### [Assigned task]
Each entry is to be retyped exactly as it stands.

### [Point localization data]
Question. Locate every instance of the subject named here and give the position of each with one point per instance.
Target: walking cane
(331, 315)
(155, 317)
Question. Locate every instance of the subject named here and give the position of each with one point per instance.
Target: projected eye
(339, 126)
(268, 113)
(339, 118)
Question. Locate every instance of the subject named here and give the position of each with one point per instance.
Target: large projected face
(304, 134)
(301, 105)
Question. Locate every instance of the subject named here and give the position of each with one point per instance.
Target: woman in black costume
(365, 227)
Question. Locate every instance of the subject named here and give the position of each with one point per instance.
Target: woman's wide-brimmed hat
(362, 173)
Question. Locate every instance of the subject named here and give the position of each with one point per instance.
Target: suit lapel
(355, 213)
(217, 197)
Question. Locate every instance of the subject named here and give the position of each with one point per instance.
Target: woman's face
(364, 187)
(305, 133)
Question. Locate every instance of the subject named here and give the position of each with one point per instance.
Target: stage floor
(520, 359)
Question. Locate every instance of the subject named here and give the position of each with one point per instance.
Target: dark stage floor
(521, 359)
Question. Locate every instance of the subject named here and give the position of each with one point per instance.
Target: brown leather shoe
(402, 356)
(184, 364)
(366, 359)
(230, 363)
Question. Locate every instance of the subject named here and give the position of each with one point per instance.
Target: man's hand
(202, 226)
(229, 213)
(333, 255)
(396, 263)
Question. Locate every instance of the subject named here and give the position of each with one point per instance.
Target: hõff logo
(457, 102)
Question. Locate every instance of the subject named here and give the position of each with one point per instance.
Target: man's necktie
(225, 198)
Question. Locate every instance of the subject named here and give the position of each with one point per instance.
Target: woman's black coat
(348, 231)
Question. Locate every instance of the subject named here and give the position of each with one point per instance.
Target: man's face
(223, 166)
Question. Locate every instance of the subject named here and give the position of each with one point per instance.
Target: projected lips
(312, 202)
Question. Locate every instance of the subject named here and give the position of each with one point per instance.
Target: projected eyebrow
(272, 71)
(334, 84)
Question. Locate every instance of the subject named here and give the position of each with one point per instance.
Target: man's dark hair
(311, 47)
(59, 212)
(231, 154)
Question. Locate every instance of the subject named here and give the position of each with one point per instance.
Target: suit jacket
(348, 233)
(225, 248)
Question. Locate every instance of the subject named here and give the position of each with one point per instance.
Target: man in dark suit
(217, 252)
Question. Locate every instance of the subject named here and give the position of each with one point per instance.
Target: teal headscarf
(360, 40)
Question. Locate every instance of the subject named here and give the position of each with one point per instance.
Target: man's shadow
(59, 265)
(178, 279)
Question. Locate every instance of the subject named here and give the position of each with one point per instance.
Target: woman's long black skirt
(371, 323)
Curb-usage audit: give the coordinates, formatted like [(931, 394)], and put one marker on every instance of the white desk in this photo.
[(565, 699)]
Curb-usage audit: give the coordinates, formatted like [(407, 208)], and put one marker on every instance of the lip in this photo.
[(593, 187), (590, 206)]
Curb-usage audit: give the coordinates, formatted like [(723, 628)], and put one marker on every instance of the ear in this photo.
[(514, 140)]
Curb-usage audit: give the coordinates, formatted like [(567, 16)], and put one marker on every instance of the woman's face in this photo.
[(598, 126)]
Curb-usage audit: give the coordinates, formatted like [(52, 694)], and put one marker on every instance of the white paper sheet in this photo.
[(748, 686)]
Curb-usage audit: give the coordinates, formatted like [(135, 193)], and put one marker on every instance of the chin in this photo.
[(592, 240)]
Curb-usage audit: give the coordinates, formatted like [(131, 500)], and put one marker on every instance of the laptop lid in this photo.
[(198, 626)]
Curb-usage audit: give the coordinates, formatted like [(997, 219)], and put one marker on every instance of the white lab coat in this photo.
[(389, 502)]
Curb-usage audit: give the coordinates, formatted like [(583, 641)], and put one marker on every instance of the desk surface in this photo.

### [Task result]
Question. Locate every instance of the subject named here and give the position of each with one point per instance.
Target: walking cane
(331, 315)
(155, 317)
Question. Locate every instance of the subject named here and give the position of each with one point per instance.
Target: projected eye
(339, 126)
(268, 113)
(339, 118)
Question. Locate every instance of the subject named here and give the position of each with one point per instance.
Target: large projected face
(304, 134)
(301, 105)
Question. Locate every instance of the subject named here and give the position of each with one point per instance.
Target: woman in black costume
(365, 227)
Question. Locate every instance of the subject named here and give the position of each with one point per instance.
Target: woman's wide-brimmed hat
(362, 173)
Question. Locate every instance of the subject named here and give the position of each with one point per instance.
Target: suit lapel
(355, 213)
(217, 197)
Question. Locate every instance of the subject named here and give the position of each with one point per instance.
Target: woman's face
(364, 187)
(305, 133)
Question. Locate every instance of the subject named here and give the position of each with one point per instance.
Target: stage floor
(520, 359)
Question. Locate every instance of the subject named here and give the position of each with one point per instance.
Target: dark stage floor
(521, 359)
Question. Locate every instance of the subject named here and give the position of each with one point per instance.
Target: brown leather shoe
(402, 356)
(184, 364)
(366, 359)
(230, 363)
Question. Locate every instance of the subject named here and give the position of each with one point per instance.
Target: man's hand
(202, 226)
(229, 213)
(333, 255)
(396, 263)
Question. Locate every instance of the subject named here and give the position of each with one point per instance.
Target: hõff logo
(457, 102)
Question. Locate every instance of the subject named here and give the position of each with one point per instance.
Target: man's necktie
(225, 198)
Question. Locate every instance of the subject named here and give the position of each with one point per instance.
Target: woman's black coat
(348, 231)
Question. Locate every instance of the subject named here and give the position of each with one point per instance.
Target: man's face
(223, 166)
Question. Locate every instance of the subject named here and give the position of each with one point per instance.
Target: projected lips
(312, 202)
Question. Locate every instance of the subject named here and give the position of each with one point per instance.
Target: projected eyebrow
(272, 71)
(334, 84)
Question. Locate every instance of the subject named here and give the position of each with one point per instance.
Target: man's dark hair
(311, 47)
(59, 212)
(231, 154)
Question. Locate every instance of the subject named here and give the position of each with one point per instance.
Target: suit jacket
(348, 233)
(225, 248)
Question. Locate every instance of the subject named here and give the position of each with one point per instance.
Target: man in dark suit
(217, 252)
Question. Locate every instance of the subject named here and give the position of each with one point per instance.
Target: teal headscarf
(360, 40)
Question. Locate every instance of the subject named here and give the position of each with one point per instance.
Target: man's shadow
(59, 265)
(178, 279)
Question. Locate every instance of the subject named here and give the position of each with one point per instance.
Target: woman's long black skirt
(371, 323)
Curb-usage audit: give the coordinates, formatted like [(931, 394)], and put one marker on every instance of the white desk in this photo.
[(565, 699)]
Curb-usage audit: give the coordinates, formatted like [(407, 208)], and put one marker on every instance of the lip in this photo.
[(593, 187), (590, 206)]
Curb-usage audit: give the coordinates, formatted like [(723, 628)], and put one marker on every instance of the ear in this photo.
[(514, 140)]
Curb-usage audit: give the coordinates, formatted like [(567, 16)], and put one marker on every instance of the woman's face in this photo.
[(598, 126)]
Curb-usage audit: give the coordinates, formatted like [(52, 694)], and put one marker on every instance of the white paper sheet in this photo.
[(748, 686)]
Curb-usage audit: give the coordinates, formatted like [(135, 193)], and put one marker on every instance of the chin in this photo.
[(592, 240)]
Curb-usage audit: give the coordinates, formatted like [(131, 500)], and put one marker on every instance of the laptop lid in this photo.
[(198, 626)]
Curb-usage audit: give the coordinates, formatted like [(997, 219)], and put one marker on every instance of the white lab coat in this photo.
[(389, 502)]
Curb-usage audit: give the coordinates, formatted like [(583, 641)], and put one marker on every instance of the desk surface in this photo.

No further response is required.